- [Exercise details]:
Lines from the one containing "Target: lit window" through the end of the material below should be given again exactly, with no others.

*** Begin section ***

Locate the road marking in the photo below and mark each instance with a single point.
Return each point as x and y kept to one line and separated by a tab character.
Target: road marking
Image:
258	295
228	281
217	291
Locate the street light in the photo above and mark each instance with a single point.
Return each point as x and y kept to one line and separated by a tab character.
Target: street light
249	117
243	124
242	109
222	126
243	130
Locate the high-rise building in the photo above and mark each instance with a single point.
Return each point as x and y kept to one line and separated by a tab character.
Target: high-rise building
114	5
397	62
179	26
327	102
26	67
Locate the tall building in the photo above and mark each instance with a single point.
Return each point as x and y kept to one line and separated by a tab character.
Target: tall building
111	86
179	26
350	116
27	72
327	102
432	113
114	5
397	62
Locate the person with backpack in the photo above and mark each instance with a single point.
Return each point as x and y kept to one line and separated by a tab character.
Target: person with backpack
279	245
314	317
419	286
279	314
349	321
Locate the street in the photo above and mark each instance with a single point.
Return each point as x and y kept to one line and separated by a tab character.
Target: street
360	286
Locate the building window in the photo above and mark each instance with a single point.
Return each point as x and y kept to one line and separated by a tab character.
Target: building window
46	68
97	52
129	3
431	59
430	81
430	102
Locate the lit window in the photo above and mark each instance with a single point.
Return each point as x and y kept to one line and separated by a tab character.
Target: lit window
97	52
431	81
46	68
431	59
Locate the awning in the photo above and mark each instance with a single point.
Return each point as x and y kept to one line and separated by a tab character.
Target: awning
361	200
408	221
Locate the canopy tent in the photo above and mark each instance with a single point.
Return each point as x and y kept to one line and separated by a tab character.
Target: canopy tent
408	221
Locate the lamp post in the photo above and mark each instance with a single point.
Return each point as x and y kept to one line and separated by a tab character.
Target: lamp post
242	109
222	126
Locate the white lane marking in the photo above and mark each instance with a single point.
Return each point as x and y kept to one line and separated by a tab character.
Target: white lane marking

*** End section ***

- [Response for this exercise]:
Target: lit window
97	52
431	81
46	68
431	59
Locate the awning in the photo above and mark each instance with a single point.
Return each point as x and y kept to one line and separated by a tab character.
Target: awning
361	200
408	221
Locate the canopy tent in the photo above and mark each instance with a single point.
Return each point as x and y kept to one line and separated by a tab character.
Target: canopy tent
408	221
Locate the lamp post in the photo above and mark each instance with a single point.
Return each point as x and y kept to one line and separated by a tab character.
Target: lamp post
242	109
222	126
Locate the white lane marking in the photo above and mark each instance with a single point.
Return each point as x and y kept to one line and separated by a tab character.
Target: white lane marking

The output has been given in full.